Problem A: Reproduce the rows that follow the text word for word, leaving the pictures out of your answer.

Neridah Haworth

1930-2018

Whangarei-based artist, designer and businesswoman Neridah Haworth is reputed to have entered the Benson & Hedges Fashion Design Awards more times than anyone else.

Neridah started sewing at a young age on an "ancient" machine her father bought her. Early creations were made for her dolls but she progressed to designing garments for herself and her twin sister to wear to local dances. She drafted her own patterns - showing a talent for conceptualising the garment, then translating the idea into reality and often adapting her original design concept as she went. When Neridah did use commercial patterns, or on the rare occasion she purchased a ready-to-wear item or op-shop find, she would customise the garment. This experimental and chance approach to design remained a feature of her practice throughout her career.

Neridah entered the Benson & Hedges Fashion Design Awards for the first time in 1976 with an evening dress that won a Highly Commended Award. The thrill and excitement of participating in the event set in motion a long time love affair with entering fashion awards.

The following year, while on a working holiday in Australia sorting sapphires, Neridah entered the Benson & Hedges competition again. Working from a small caravan with an old borrowed singer sewing machine, she created a garment that she named 'Sapphire' inspired by her holiday job. With no mirror and no room to cut the garment, Neridah had to improvise by designing a dress in a loose fitted style with a handkerchief hem. Although it was unplaced in the awards it was selected for a tour of New Zealand.

There were times when Neridah questioned the judges' decision and vowed never to enter another awards, but her competitive spirit always won through and she continued to enjoy success. In 1984 she won the Woolgrowers Award for a garment made from perendale yarn. In 1991 she won the Menswear Category for a suit with a "country squire look".  

Neridah’s enthusiasm for entering fashion awards did not stop with the Benson & Hedges. In 1987 she won three first prizes, two seconds and three thirds at the New Zealand Easter Show, taking home prizes totalling $3,500. In 1992 she received a Highly Commended for a garment entered in the Opotiki Fibre and Fleece Design Award.

Neridah was interested in all aspects of design and made pottery and other objects for her home. This broad interest in craft was evident in her Benson & Hedges entries, which included techniques such as hand knitting and appliquéd work.

A jacket and dress nominated for the After-Five High Fashion category of the 1987 Benson & Hedges comprised of more than 100 tie dyed silk and chiffon scarves; while her entry in the 1986 Leisure Lifestyle award consisted of five separate pieces in tie dyed satin and silk with an appliqué vest.

Neridah Haworth used more than 100 tie-dyed silk and chiffon scarfs to make this dress, and a matching coat.

Her most time consuming garment - created in 1988 - was made up of a fitted jacket in mauve leather, pure silk trousers and a blouse which was dyed and tie dyed to match the colour of the leather. To perfect the colour match Neridah had pots of dye bubbling for hours on the home stove. Although this garment did not receive a nomination for the main awards it was selected for the Highlights parade. Highlights garments were creations which had just missed out on being nominated for the Benson & Hedges - the highlights were paraded live to the audience before the main televised event.

Data shown:
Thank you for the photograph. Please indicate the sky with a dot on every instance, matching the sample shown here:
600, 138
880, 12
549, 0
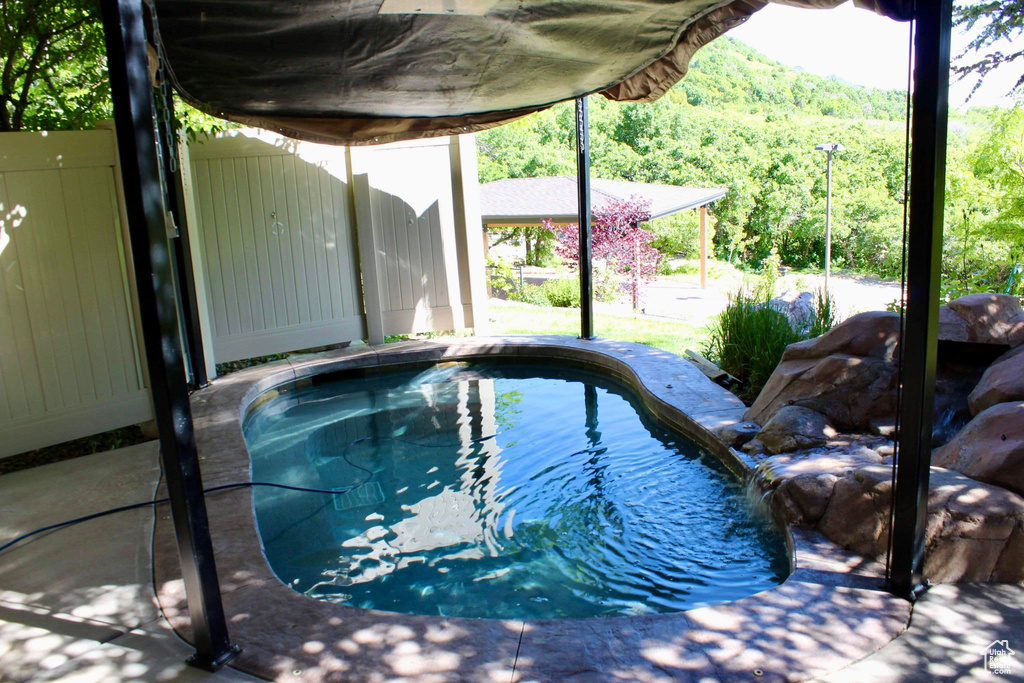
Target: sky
859, 46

Problem B: In the Neridah Haworth biography, which award did she win in 1984?

Complete answer A:
Thank you for the photograph. Please indicate the sky with a dot on every instance, matching the sample shown here:
600, 138
880, 12
549, 0
Target: sky
859, 46

Complete answer B: She won the Woolgrowers Award for a garment made from perendale yarn.